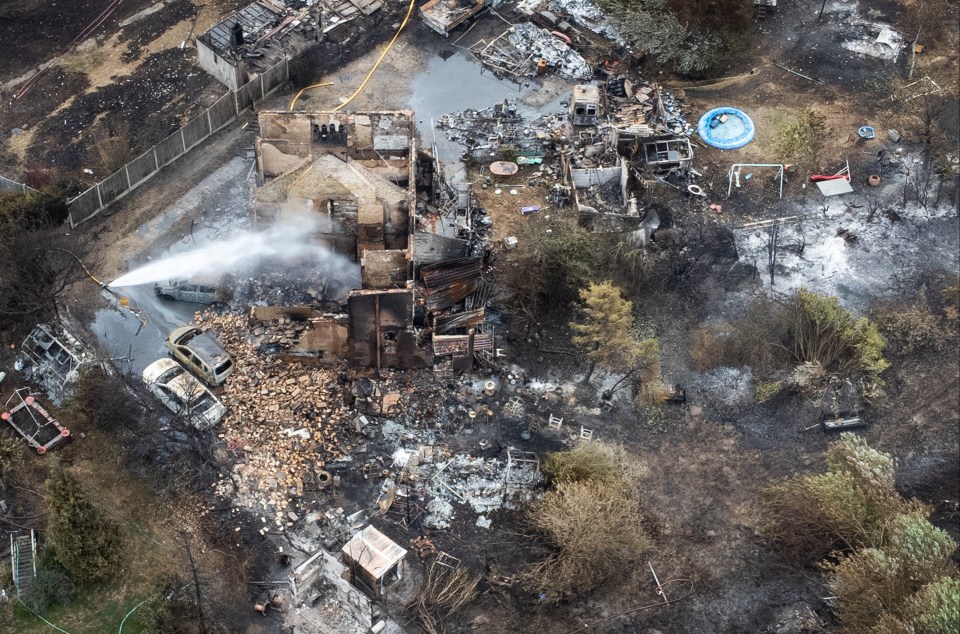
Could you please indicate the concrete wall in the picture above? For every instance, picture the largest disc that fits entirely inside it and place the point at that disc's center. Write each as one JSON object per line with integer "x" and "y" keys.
{"x": 228, "y": 73}
{"x": 325, "y": 566}
{"x": 383, "y": 269}
{"x": 381, "y": 320}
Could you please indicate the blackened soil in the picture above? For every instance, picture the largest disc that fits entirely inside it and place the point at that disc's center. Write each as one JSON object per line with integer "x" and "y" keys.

__________________________________________________

- **REQUIREMENT**: Leaving aside the pictures, copy the listing above exactly.

- **RESULT OF THIS TASK**:
Could you please indicate the concrete wall in the picture above? For every instance, picture the largest disc that fits entirely inside it and place the point at that disc's center. Write each as one JSON object per line with integer "x" and "y" keys.
{"x": 228, "y": 73}
{"x": 325, "y": 566}
{"x": 383, "y": 269}
{"x": 381, "y": 320}
Could you please indicate the blackened soil in the picture above? For every instance, picture the largest disc that fits entirely inside it and place the point at that disc's center. Write each as one JSON object per line with integer "x" and "y" keys.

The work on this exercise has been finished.